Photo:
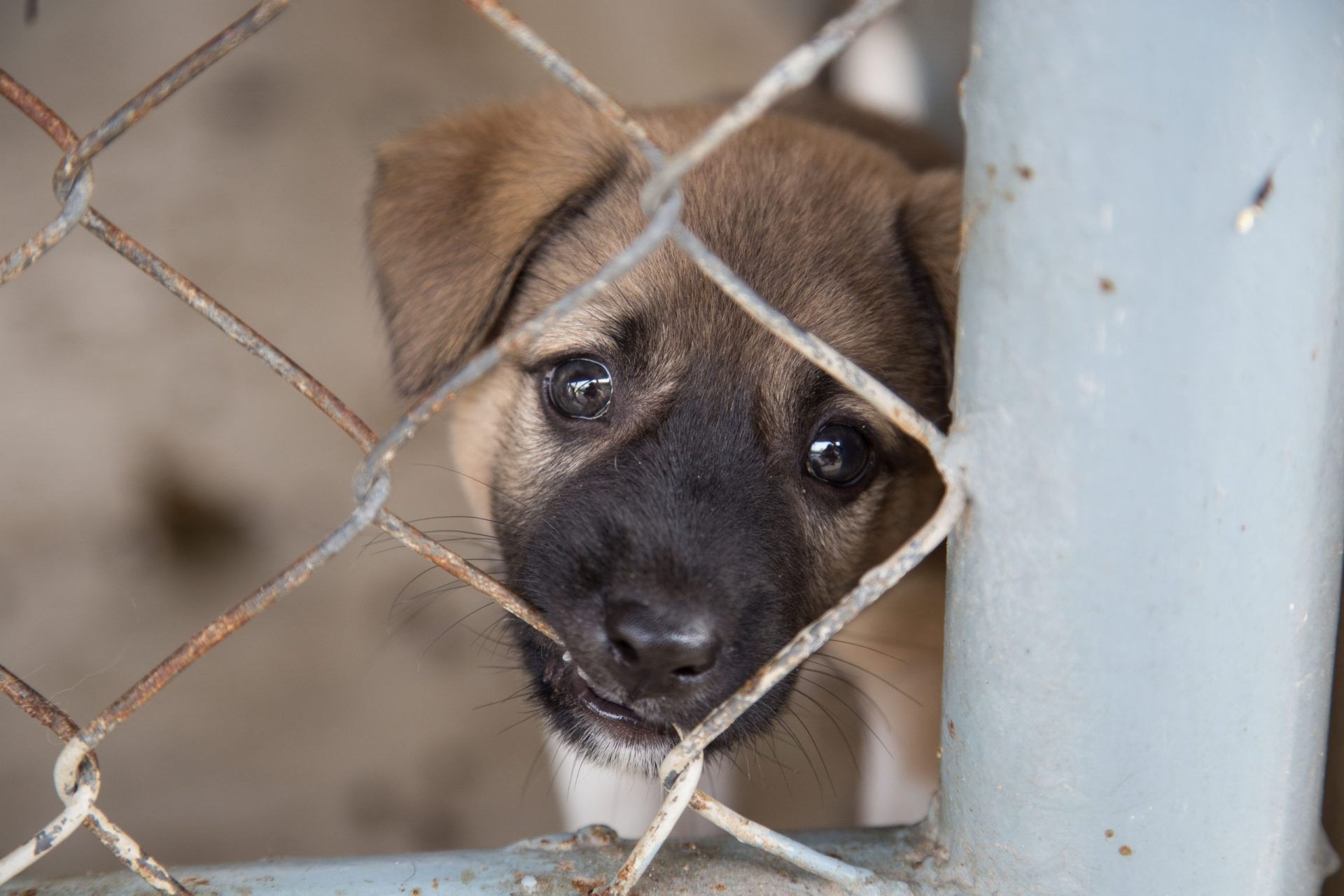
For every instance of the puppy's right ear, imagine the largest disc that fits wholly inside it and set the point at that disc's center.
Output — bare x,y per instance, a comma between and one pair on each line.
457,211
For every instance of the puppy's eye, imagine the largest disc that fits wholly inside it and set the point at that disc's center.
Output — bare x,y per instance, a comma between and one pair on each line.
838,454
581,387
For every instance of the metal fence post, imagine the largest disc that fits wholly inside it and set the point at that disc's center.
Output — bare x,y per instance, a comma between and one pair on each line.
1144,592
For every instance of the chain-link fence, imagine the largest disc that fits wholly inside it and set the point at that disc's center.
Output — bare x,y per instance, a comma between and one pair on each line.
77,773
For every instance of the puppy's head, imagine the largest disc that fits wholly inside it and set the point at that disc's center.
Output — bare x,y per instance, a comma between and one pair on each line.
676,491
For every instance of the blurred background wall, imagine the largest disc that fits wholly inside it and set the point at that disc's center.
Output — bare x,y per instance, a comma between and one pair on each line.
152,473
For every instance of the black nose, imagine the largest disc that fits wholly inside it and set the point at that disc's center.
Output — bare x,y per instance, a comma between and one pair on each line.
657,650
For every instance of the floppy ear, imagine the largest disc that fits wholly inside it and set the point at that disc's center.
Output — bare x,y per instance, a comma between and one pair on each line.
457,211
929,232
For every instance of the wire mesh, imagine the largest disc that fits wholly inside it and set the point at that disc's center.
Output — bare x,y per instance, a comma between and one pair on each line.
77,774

━━━━━━━━

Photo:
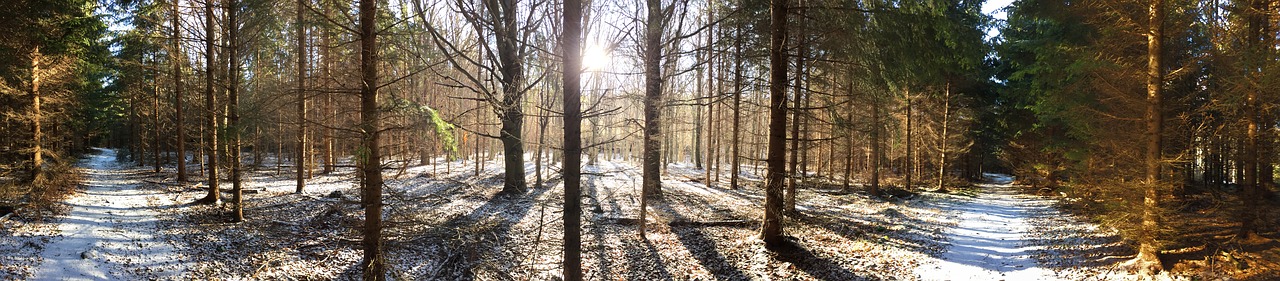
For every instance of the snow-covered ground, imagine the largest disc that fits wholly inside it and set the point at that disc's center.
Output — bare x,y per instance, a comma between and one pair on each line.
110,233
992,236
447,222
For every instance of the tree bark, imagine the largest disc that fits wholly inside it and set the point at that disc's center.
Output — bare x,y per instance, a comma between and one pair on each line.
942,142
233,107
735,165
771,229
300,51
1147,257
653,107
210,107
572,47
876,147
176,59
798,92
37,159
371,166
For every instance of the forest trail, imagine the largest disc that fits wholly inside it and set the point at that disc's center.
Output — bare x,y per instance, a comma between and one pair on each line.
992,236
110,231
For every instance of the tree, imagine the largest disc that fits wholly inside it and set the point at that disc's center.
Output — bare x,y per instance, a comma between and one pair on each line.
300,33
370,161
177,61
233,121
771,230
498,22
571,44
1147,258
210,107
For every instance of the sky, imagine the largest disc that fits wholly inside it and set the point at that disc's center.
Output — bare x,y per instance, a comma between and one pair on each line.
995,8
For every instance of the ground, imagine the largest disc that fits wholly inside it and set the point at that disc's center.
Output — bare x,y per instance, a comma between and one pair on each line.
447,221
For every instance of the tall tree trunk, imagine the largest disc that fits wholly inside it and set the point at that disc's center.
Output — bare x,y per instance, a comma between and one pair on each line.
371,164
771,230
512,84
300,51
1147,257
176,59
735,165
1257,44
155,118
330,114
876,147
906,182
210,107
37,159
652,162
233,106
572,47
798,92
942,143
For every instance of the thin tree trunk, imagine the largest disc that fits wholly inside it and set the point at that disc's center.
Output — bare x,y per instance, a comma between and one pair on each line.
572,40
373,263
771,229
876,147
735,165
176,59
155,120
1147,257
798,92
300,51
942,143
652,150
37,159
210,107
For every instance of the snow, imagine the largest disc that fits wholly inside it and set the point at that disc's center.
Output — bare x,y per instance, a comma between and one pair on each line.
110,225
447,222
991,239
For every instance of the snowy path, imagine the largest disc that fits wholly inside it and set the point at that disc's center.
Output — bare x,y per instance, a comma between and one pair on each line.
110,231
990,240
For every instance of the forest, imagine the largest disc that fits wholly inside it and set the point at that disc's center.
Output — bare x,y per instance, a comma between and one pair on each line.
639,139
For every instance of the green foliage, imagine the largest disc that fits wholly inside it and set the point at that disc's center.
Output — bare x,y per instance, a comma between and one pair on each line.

━━━━━━━━

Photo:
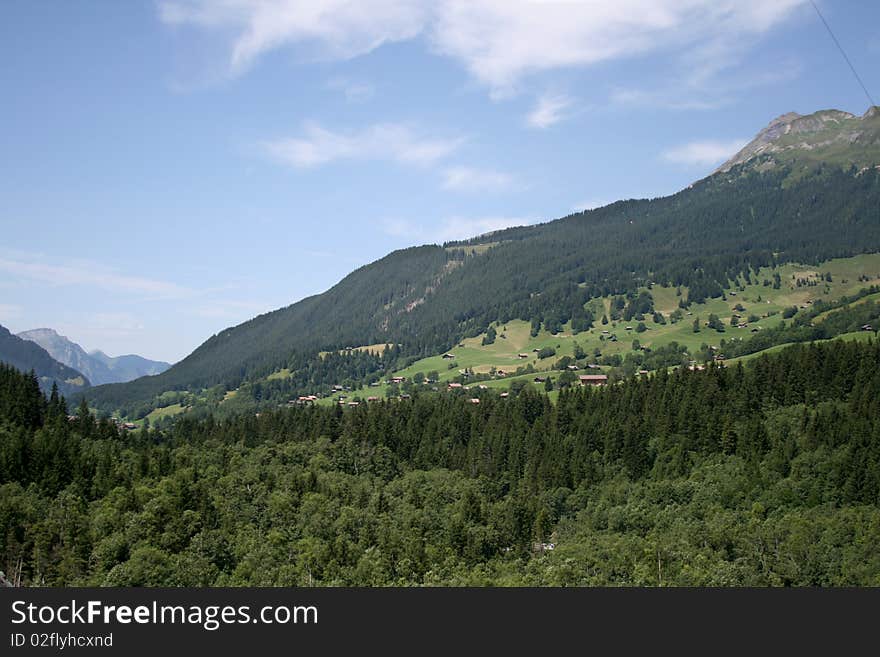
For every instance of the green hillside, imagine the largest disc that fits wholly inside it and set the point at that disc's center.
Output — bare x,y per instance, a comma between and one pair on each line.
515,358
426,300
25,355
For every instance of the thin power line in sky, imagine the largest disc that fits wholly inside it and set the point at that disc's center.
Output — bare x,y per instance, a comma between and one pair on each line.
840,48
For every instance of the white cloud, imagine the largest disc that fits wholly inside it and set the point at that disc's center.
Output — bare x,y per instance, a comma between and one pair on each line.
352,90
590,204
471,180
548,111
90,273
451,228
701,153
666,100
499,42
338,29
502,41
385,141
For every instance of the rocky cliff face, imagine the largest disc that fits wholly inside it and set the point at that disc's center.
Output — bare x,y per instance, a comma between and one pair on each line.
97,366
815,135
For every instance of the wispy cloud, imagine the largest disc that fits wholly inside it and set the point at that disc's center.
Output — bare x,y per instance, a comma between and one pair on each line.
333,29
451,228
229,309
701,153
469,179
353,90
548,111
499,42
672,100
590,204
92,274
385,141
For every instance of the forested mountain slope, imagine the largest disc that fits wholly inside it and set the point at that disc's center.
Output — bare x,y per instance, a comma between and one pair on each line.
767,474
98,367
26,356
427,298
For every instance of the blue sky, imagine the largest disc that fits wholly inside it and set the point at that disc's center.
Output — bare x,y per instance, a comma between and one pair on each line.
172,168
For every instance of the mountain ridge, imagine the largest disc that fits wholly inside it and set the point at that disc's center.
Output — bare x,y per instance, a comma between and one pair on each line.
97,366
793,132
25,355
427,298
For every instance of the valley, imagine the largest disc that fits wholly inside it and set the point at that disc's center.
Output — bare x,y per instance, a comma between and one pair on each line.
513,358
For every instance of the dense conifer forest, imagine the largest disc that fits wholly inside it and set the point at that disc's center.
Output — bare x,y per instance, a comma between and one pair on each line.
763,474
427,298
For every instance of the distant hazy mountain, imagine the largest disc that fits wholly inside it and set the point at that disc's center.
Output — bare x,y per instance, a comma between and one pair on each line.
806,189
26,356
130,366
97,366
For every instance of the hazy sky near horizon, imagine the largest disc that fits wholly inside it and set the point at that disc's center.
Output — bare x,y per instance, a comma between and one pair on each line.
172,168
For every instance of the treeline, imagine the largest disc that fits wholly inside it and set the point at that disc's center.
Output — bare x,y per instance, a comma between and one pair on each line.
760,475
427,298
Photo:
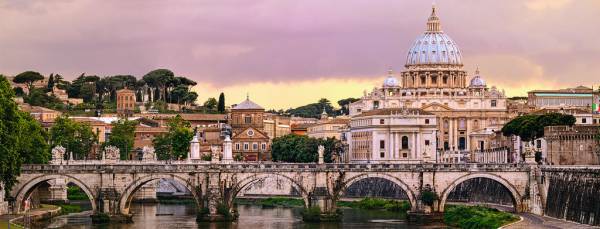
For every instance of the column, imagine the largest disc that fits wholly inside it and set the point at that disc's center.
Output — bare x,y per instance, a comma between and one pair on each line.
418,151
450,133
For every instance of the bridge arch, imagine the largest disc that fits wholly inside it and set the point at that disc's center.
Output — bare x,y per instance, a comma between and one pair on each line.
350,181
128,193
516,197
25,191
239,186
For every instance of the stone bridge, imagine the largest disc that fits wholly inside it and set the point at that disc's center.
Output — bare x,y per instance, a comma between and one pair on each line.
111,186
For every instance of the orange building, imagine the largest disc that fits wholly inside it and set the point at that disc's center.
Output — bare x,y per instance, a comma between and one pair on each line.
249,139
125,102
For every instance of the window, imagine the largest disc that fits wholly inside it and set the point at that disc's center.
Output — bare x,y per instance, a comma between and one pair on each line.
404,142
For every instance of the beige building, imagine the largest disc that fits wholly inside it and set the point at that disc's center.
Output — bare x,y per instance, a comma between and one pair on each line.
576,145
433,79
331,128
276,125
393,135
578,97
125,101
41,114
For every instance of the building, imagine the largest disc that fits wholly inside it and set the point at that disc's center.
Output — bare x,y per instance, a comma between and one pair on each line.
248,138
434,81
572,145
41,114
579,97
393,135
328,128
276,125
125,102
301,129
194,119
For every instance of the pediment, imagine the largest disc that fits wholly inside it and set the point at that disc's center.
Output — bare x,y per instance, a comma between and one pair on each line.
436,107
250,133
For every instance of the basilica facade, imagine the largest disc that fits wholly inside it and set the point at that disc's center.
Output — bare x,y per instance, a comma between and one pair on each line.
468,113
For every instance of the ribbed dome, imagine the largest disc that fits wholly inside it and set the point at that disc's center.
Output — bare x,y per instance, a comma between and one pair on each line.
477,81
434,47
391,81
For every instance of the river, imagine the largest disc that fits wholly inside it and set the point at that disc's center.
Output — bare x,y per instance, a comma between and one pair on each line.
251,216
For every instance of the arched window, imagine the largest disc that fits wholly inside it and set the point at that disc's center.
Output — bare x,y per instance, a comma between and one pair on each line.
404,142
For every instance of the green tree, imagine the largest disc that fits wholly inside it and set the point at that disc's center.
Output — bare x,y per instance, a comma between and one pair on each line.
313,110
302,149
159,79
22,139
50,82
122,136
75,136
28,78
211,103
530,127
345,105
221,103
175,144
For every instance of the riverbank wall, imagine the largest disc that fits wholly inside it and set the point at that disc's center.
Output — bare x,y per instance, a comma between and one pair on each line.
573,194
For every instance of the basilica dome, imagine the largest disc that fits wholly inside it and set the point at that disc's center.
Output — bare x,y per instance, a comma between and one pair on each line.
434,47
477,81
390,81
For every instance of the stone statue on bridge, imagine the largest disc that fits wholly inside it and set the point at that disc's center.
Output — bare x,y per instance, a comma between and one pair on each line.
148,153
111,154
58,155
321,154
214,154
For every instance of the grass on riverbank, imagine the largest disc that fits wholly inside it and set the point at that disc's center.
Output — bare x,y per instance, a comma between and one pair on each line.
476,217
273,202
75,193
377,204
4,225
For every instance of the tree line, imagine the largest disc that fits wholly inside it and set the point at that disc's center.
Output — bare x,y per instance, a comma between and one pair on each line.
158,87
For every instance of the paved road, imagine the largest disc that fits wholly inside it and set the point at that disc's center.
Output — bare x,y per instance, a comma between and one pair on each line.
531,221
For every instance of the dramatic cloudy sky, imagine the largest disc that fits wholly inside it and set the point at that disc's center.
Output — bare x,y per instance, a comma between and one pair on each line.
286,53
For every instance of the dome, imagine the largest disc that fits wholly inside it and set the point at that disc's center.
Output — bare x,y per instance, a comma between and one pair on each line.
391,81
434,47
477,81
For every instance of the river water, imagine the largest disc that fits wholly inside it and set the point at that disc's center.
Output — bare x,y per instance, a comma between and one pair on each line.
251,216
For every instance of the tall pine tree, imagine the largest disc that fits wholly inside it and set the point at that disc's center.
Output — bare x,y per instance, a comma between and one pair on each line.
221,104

━━━━━━━━

## EXERCISE AIM
Locate every line above that contains the word "stone" and copy each one out in full.

## RESULT FOR THIS TASK
For every instance of the stone bridge, imagine the largest disc that fits wholly inside it and set the point at that disc's center.
For every instance of the stone statue on bridge, imagine the largest disc that fits wholly inside it and set the point at that disc's center.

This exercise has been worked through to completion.